How to cite this URL:
Suda S, Kimura K. Therapeutic potential of AMPA receptor antagonist perampanel against cerebral ischemia: beyond epileptic disorder. Neural Regen Res [serial online] 2019 [cited 2019 Sep 20];14:1525-6. Available from: http://www.nrronline.org/text.asp?2019/14/9/1525/255964



Stroke is a leading cause of mortality and severe neurological disability worldwide; however, curative therapeutic options are limited. Although recanalization therapy using endovascular thrombectomy has demonstrated great benefits in the functional outcome of patients with acute ischemic stroke, the rate of excellent clinical outcomes remains limited. Therefore, the current recanalization therapeutic approach may require adjunctive therapy to improve outcomes.

Perampanel, a noncompetitive α-amino-3-hydroxy-5-methyl-4-isoxazole propionate receptor antagonist, has demonstrated broad-spectrum anti-seizure activity when administered orally in preclinical animal models, including models of tonic–clonic generalized seizures, absence/myoclonic seizures, and temporal lobe epilepsy (Hanada et al., 2011). The efficacy, safety, and tolerability of perampanel for patients with epilepsy with various seizure types including partial-onset seizures with or without secondary generalization have been reproduced in clinical practice (Tsai et al., 2018). Recently, it has been reported that perampanel exerts a neuroprotective effect against brain injury in experimental models, such as cerebral ischemia, traumatic brain injury (TBI), and intraventricular hemorrhage (Dohare et al., 2016; Chen et al., 2017; Nakajima et al., 2018). In this paper, we briefly discuss the protective effects of perampanel against experimental cerebral ischemia.

Pharmacological characteristics of perampanel: Glutamate is involved in a variety of functions in the central nervous system, such as learning, memory, anxiety, neuronal development, perception of pain as well as immune functions. Excessive release of glutamate can lead to excitotoxicity in neuronal cells via the activation of N-methyl-D-aspartic acid (NMDA), 2-amino-3[3hydroxy-5-methyl-4-isoxazolyl] propionic acid (AMPA), and kainic acid glutamate receptors, which leads to an influx of calcium. This phenomenon is considered to be involved in numerous neurological and psychiatric diseases, including stroke and epilepsy. Based on the prominent role of glutamate in ischemic damage, the strategy for development of neuroprotective drugs can be focused on the blockade of glutamate receptors. The neuroprotective effects of NMDA receptor blockers in animal stroke models were outstanding. However, NMDA antagonists caused psychoactive effects, including schizophrenia-like symptoms, cognitive impairment, and cardiovascular side effects, in clinical trials for stroke and TBI (Meldrum and Rogawski, 2007).

(Saved entries)
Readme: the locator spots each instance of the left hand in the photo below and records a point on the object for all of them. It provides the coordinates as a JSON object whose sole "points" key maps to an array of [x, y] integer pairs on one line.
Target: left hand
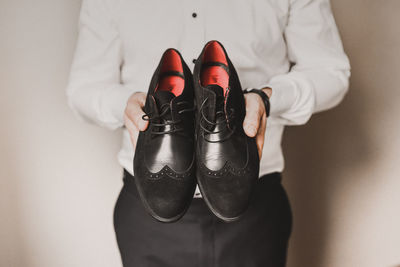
{"points": [[255, 122]]}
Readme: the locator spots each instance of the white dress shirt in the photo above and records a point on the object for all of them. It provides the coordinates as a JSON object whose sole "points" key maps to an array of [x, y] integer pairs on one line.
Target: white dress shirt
{"points": [[292, 46]]}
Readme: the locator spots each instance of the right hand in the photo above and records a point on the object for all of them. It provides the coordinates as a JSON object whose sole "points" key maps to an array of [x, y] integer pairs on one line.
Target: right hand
{"points": [[133, 116]]}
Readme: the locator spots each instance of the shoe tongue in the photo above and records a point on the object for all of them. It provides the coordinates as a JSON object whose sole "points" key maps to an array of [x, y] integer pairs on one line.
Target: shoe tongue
{"points": [[220, 99], [163, 97], [218, 90]]}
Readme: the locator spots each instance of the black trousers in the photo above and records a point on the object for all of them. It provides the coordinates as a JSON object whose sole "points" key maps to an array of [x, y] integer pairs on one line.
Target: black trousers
{"points": [[200, 239]]}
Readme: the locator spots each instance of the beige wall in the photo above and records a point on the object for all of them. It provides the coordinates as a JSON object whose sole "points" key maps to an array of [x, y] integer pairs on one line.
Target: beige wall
{"points": [[59, 178]]}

REQUIRED WORK →
1) For each statement below, say yes or no to whether the perampanel text supports it, and quote the words of the text that decide it. (a) Perampanel is a competitive AMPA receptor antagonist. (b) Excessive glutamate release leads to an influx of calcium. (c) In clinical trials for stroke and TBI, NMDA antagonists caused cardiovascular side effects.
2) Please repeat word for word everything in the perampanel text from "Stroke is a" down to "to improve outcomes.".

ANSWERS BY ITEM NUMBER →
1)
(a) No: "Perampanel, a noncompetitive α-amino-3-hydroxy-5-methyl-4-isoxazole propionate receptor antagonist"
(b) Yes: "Excessive release of glutamate can lead to excitotoxicity in neuronal cells via the activation of N-methyl-D-aspartic acid (NMDA), 2-amino-3[3hydroxy-5-methyl-4-isoxazolyl] propionic acid (AMPA), and kainic acid glutamate receptors, which leads to an influx of calcium."
(c) Yes: "NMDA antagonists caused psychoactive effects, including schizophrenia-like symptoms, cognitive impairment, and cardiovascular side effects, in clinical trials for stroke and TBI"

2)
Stroke is a leading cause of mortality and severe neurological disability worldwide; however, curative therapeutic options are limited. Although recanalization therapy using endovascular thrombectomy has demonstrated great benefits in the functional outcome of patients with acute ischemic stroke, the rate of excellent clinical outcomes remains limited. Therefore, the current recanalization therapeutic approach may require adjunctive therapy to improve outcomes.